(AVAILABLE DATA)

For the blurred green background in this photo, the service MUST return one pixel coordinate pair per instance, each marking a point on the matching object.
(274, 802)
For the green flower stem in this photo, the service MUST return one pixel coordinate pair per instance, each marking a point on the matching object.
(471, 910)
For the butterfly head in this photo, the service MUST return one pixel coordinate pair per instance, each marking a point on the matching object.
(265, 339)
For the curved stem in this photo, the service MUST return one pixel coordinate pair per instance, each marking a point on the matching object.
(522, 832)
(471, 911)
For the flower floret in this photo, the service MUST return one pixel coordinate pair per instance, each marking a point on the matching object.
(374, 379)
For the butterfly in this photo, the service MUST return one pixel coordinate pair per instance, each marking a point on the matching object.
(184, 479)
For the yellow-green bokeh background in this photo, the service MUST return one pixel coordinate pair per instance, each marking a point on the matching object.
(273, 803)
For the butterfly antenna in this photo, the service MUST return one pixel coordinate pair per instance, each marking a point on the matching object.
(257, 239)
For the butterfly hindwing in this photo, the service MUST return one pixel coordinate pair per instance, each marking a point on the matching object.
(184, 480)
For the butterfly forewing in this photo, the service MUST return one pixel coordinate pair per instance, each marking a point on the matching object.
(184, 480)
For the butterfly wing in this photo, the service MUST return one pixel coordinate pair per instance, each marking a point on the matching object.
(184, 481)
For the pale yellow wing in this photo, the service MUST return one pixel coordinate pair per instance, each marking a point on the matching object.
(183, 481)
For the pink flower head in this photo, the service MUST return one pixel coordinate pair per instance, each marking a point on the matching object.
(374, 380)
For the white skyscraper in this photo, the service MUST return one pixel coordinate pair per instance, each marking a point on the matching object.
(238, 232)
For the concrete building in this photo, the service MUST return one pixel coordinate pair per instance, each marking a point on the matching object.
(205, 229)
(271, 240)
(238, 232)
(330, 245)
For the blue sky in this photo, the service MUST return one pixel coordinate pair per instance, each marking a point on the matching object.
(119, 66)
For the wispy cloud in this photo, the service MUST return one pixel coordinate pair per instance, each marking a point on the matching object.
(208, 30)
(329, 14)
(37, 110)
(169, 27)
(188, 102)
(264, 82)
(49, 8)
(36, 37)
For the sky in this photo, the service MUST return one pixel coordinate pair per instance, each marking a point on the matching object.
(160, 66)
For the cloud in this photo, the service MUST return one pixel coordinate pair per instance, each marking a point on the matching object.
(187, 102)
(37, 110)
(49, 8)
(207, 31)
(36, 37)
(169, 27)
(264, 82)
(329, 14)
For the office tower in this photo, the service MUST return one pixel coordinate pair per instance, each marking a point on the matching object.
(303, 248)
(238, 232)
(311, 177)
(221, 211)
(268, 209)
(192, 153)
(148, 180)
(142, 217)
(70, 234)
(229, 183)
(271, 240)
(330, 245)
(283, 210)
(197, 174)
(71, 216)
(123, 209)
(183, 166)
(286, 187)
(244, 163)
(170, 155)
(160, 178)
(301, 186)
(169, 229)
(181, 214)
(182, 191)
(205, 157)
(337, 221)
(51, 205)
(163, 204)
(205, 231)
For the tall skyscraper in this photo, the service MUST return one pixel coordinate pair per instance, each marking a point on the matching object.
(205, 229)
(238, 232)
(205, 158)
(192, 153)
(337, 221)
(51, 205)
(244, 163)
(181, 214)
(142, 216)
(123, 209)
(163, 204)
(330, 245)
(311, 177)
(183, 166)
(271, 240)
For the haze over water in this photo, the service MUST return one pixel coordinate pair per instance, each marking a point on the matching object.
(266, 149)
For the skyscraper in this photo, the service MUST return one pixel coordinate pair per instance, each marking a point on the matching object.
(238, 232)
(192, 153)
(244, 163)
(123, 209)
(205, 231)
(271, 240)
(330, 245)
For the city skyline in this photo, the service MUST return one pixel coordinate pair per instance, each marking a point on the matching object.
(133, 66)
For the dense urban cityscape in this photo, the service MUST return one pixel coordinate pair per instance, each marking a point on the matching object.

(End AVAILABLE DATA)

**WHAT YOU ARE ASKED TO DO**
Repeat only the lines running from the line that contains "For the cloud" through the last line above, inclusive.

**WRITTEN REPLY**
For the cloud in this photo, the service MUST return one pixel coordinate pair per instance, each marking a point on the matching object.
(187, 102)
(37, 110)
(49, 8)
(207, 31)
(36, 37)
(169, 27)
(264, 82)
(329, 14)
For the office tower in this photo, the service MUST return one pixel coordinate pair per instance, each marking a point on the matching object.
(303, 248)
(238, 232)
(311, 177)
(221, 211)
(268, 209)
(192, 153)
(148, 180)
(142, 217)
(70, 234)
(229, 183)
(271, 240)
(330, 245)
(283, 210)
(197, 174)
(71, 216)
(123, 209)
(183, 166)
(286, 187)
(244, 163)
(170, 155)
(160, 178)
(301, 186)
(169, 229)
(181, 214)
(182, 191)
(205, 157)
(337, 221)
(51, 205)
(163, 204)
(205, 231)
For the tall skyscraper in this photo, the service MUST return one pixel coordinate pair per instance, each marking a point on the matching object.
(205, 229)
(238, 232)
(205, 158)
(192, 153)
(337, 221)
(51, 205)
(244, 163)
(181, 214)
(142, 216)
(123, 209)
(163, 204)
(330, 245)
(311, 177)
(183, 166)
(271, 240)
For the haze over water in this photo, the service MUST return one pixel coordinate pair per instance, each marking a point on the matching object.
(266, 149)
For the skyscraper in this photo, the service MUST return one pixel coordinate pair per instance, each marking a point on the matching object.
(238, 232)
(192, 153)
(244, 163)
(123, 209)
(205, 231)
(271, 240)
(330, 245)
For the city skyline in this photo, the service MUST return one pixel coordinate pair per instance, each marking a point on the matching object.
(133, 66)
For the dense urban cityscape in this photo, the service MUST return one pixel coordinate pair per instance, each marking a point on the matching object.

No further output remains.